TO DO » Please print the full listing exactly.

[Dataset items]
......

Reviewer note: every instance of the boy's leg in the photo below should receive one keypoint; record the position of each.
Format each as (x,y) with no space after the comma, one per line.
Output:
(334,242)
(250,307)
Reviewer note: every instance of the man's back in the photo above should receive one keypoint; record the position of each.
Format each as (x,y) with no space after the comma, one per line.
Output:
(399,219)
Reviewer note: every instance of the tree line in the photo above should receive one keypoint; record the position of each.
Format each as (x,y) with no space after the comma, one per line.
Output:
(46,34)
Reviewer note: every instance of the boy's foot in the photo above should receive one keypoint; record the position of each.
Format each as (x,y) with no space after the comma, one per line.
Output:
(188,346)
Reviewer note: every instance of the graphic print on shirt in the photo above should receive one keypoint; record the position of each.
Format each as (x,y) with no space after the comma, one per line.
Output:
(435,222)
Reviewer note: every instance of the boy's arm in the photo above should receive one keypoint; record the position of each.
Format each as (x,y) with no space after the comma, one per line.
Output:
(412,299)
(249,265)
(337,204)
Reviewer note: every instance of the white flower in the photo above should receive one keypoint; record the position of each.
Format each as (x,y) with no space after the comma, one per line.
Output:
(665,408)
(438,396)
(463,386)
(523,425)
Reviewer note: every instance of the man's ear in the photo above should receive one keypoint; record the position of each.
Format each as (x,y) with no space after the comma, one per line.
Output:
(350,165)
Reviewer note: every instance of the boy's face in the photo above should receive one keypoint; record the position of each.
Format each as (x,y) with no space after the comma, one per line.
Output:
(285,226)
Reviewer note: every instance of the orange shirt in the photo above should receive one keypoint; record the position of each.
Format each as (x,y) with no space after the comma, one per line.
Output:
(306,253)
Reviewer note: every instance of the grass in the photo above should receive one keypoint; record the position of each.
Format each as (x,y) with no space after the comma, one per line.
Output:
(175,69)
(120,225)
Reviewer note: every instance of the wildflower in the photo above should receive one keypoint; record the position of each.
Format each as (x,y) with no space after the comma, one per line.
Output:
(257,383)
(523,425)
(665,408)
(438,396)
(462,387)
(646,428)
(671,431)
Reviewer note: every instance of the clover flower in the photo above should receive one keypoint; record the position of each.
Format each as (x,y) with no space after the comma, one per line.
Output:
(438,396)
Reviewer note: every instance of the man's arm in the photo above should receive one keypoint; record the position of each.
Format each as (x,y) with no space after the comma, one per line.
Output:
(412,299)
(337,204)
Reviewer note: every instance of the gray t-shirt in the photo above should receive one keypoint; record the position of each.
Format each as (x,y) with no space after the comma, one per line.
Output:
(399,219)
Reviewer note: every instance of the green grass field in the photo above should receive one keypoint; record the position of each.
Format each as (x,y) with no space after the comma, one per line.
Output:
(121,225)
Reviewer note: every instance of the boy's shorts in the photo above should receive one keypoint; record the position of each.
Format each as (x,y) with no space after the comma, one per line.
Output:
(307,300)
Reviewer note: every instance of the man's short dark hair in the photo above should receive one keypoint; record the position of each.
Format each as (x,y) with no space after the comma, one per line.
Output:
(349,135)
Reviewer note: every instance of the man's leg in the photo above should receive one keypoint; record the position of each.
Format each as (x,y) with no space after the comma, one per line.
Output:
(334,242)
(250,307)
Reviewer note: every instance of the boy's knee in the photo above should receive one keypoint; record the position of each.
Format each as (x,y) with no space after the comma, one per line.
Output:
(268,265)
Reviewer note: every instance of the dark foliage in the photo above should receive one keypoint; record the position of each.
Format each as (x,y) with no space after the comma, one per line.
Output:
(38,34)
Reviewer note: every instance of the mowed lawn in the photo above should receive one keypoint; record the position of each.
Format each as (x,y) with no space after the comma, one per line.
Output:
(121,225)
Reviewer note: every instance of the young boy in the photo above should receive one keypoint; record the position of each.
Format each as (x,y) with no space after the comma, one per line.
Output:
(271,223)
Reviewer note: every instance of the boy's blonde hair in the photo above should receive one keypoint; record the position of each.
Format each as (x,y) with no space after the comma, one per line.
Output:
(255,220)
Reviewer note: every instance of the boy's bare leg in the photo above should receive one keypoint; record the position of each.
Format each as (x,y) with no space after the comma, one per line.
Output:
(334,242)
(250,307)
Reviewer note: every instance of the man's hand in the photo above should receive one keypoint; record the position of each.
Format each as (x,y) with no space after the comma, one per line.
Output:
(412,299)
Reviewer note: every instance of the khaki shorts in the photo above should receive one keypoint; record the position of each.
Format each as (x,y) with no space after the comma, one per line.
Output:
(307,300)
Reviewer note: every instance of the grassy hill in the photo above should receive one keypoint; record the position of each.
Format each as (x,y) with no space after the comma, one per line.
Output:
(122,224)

......

FINAL RESULT »
Reviewer note: every instance of the boy's leg in the photo below should receive one keypoint; record the position of each.
Format each as (x,y) with no space after the comma, one per line.
Output:
(334,242)
(250,307)
Reviewer note: every instance of the man's back in the photo above should receive one keypoint; record the position of each.
Format each as (x,y) with no space after the comma, one per line.
Output:
(399,219)
Reviewer note: every instance of the tree line in the photo above should receive one keypoint; record the position of each.
Format each as (x,y) with no space after the comma, one per line.
Output:
(46,34)
Reviewer note: every instance of the boy's foot in the photo above should receive one keypoint; record the position of each.
Format each as (x,y) with no space after the comma, one per line.
Output:
(188,346)
Reviewer note: every instance of the graphic print on shirt in the photo above should receive one keypoint; record the position of each.
Format each as (x,y) with no space after the comma, one per line.
Output:
(435,222)
Reviewer note: every instance of the boy's arm in the photo above should receive one keypoint; record the position of each.
Format each as (x,y) with no space after the comma, one per line.
Output:
(412,299)
(249,265)
(337,204)
Reviewer note: every instance of the white flower in the photo above should receive one keypoint; record the position of each.
Format each as (x,y) with no space after the comma, one per line.
Output:
(665,408)
(438,396)
(463,386)
(523,425)
Reviewer note: every instance of the man's ear in the photo above should receive one keypoint; record the position of each.
Format each as (x,y) with no space after the comma, one per line.
Output:
(350,165)
Reviewer note: every instance of the boy's face in the photo above should receive one keypoint; record the position of each.
Format each as (x,y) with no space after the comma, one per line.
Output:
(285,226)
Reviewer note: every instance of the orange shirt in the photo above should receive one keypoint; record the position of each.
Format each as (x,y) with no space after the comma, one per line.
Output:
(306,253)
Reviewer note: every instance of the grass in the photo above should receive one keypoint; record the position of each.
Format each as (x,y) with no space after the comma, one per line.
Output:
(175,69)
(120,225)
Reviewer note: every instance of the wildflower in the photo above should receive one keypoint; record the position of each.
Format each as (x,y) with no space after the comma, one per line.
Output:
(257,383)
(523,425)
(665,408)
(438,396)
(462,387)
(646,428)
(671,431)
Reviewer note: every instance of the clover flower in the photo above should receive one keypoint; record the position of each.
Format each as (x,y) with no space after the comma, one per line.
Output:
(438,396)
Reviewer note: every instance of the man's arm in the photo above should receive one keypoint; record the position of each.
Format each as (x,y) with no space after the comma, one per line.
Output:
(412,299)
(337,204)
Reviewer note: every instance of the gray t-shirt in the photo above should receive one keypoint; record the position of each.
Format each as (x,y) with no space after the comma, one per line.
Output:
(399,219)
Reviewer note: every instance of the green grass field in the photo above should receive one keypoint; record the position of each.
Format each as (x,y) with no space after the comma, one per line.
Output:
(121,225)
Reviewer note: every instance of the boy's shorts in the photo above should receive one keypoint; record the position of each.
Format each as (x,y) with no space after the comma, one per line.
Output:
(307,300)
Reviewer note: every instance of the man's short dark hair in the photo above should receive one keypoint; record the position of each.
Format each as (x,y) with no space after the comma, one per line.
Output:
(349,135)
Reviewer note: every instance of the man's leg in the photo above should receive one keypoint; record the position of each.
Format each as (x,y) with no space after the comma, one per line.
Output:
(334,242)
(250,307)
Reviewer note: every instance of the boy's knee in the photo above should receive one keypoint; record the position of each.
Format each as (x,y) with no space after the comma, one per line.
Output:
(268,265)
Reviewer note: every instance of the dark foliage in the photo above should receive one keypoint; record the position of each.
Format each as (x,y) with no space after the comma, one per line.
Output:
(38,34)
Reviewer note: every instance of the mowed lawn in the photo above should receive one keypoint; record the position of each.
Format each as (x,y) with no space after the comma, one per line.
Output:
(121,225)
Reviewer note: every instance of the young boy in the photo above should receive one keypoint; record the position of each.
Format each as (x,y) with no space after the comma, one per line.
Output:
(271,223)
Reviewer note: every instance of the boy's blonde hair in the photo above should receive one keypoint; record the position of each.
Format each as (x,y) with no space after the comma, one per line.
Output:
(255,220)
Reviewer note: every instance of the boy's bare leg in the photo above should receive one keypoint; record the position of each.
Format each as (x,y) with no space after the comma, one per line.
Output:
(334,242)
(250,307)
Reviewer note: every instance of the man's hand in the photo above should receive one keypoint; record the position of each.
Format each as (x,y) with no space after the comma, one per line.
Output:
(412,299)
Reviewer note: every instance of the khaki shorts in the photo above should receive one keypoint; record the position of each.
Format each as (x,y) with no space after the comma, one per line.
Output:
(307,300)
Reviewer note: every instance of the grassy hill in the photo above should receive one keypoint; record the position of each.
Format each as (x,y) with no space after the comma, one per line.
Output:
(122,224)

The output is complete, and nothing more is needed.